Problemler ve Görevler =
1. Belkahve anlatısında adı geçen yer adlarını, metinde ilk geçtikleri sırayla listeleyin.
2. Belkahve anlatısında "SEÇKİNHABERTV-Ruşen Eşref, Mustafa" ifadesinden "ve gurub oluşmuştu." ifadesine kadar olan kısmı, "akşamüzeri" yerine "öğleden sonra" koyarak yeniden yazın.

Verilen Metin =
###

“BİLİYOR MUSUN İSMET, BİR RÜYA GÖRMÜŞ GİBİYİM”- VİDEOLU HABER

SEÇKİNHABERTV-Ruşen Eşref, Mustafa Kemal Paşa'nın 9 Eylül 1922 günü Belkahve'den İzmir'i seyredişini şöyle anlatır:

"Nif'e akşamüzeri vardık. Gazi Mustafa Kemal Paşa, buradan İzmir'in kaç kilometre olduğunu sordu. Nifliler (bugünkü Kemalpaşalılar) 25-30 km olduğunu söylediler.
Başkumandan civarda bir tepeden İzmir'i seyretmenin imkanı olup olmadığını sordu.
Belkahve'den göründüğünü anlattılar.”
Bunun üzerine Gazi Mustafa Kemal Paşa’nın talimatıyla Belkahve'ye hareket edildi.
Oraya vardıklarında güneş batıyordu ve gurub oluşmuştu.
Güneş yavaş yavaş alçalmış, İzmir Körfezi'nin yeşil sularında erimişti..”

###

Sunulan Materyal =

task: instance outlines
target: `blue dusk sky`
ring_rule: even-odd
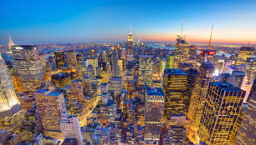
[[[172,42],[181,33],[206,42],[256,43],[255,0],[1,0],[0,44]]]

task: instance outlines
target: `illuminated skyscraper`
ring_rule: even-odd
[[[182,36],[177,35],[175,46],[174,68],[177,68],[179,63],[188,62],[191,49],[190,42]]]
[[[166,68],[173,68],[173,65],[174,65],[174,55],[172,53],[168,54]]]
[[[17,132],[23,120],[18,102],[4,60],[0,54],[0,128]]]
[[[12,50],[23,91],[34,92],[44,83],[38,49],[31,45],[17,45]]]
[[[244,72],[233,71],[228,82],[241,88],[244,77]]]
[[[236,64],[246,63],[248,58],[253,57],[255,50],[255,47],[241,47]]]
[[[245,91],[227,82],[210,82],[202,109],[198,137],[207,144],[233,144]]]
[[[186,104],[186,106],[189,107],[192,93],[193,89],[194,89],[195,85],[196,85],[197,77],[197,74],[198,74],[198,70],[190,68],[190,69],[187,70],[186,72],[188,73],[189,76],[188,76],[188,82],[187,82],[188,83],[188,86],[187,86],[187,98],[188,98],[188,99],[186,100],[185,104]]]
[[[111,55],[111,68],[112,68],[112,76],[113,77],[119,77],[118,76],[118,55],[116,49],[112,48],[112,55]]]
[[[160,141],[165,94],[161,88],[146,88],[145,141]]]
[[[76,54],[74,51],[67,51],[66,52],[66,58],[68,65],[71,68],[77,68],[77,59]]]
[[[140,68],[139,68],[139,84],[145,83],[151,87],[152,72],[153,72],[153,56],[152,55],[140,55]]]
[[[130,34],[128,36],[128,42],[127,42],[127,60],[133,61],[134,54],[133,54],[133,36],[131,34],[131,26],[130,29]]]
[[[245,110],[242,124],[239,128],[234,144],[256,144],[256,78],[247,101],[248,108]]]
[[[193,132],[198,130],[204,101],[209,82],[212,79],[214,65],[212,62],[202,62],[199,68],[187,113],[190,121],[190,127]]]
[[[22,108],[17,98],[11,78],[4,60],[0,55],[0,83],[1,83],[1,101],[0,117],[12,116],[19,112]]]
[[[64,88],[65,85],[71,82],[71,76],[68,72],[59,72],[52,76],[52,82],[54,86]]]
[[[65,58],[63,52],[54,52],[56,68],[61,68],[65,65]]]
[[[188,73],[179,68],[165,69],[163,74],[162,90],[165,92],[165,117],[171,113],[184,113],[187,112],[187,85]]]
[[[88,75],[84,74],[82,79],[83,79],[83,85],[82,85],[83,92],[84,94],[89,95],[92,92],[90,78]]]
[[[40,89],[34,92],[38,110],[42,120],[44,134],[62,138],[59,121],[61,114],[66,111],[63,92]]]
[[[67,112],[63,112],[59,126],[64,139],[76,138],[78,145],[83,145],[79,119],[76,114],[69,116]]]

###

Görev Çözümleri =
1. Belkahve, İzmir, Nif, İzmir Körfezi

2.
SEÇKİNHABERTV-Ruşen Eşref, Mustafa Kemal Paşa'nın 9 Eylül 1922 günü Belkahve'den İzmir'i seyredişini şöyle anlatır:

"Nif'e öğleden sonra vardık. Gazi Mustafa Kemal Paşa, buradan İzmir'in kaç kilometre olduğunu sordu. Nifliler (bugünkü Kemalpaşalılar) 25-30 km olduğunu söylediler.
Başkumandan civarda bir tepeden İzmir'i seyretmenin imkanı olup olmadığını sordu.
Belkahve'den göründüğünü anlattılar.”
Bunun üzerine Gazi Mustafa Kemal Paşa’nın talimatıyla Belkahve'ye hareket edildi.
Oraya vardıklarında güneş batıyordu ve gurub oluşmuştu.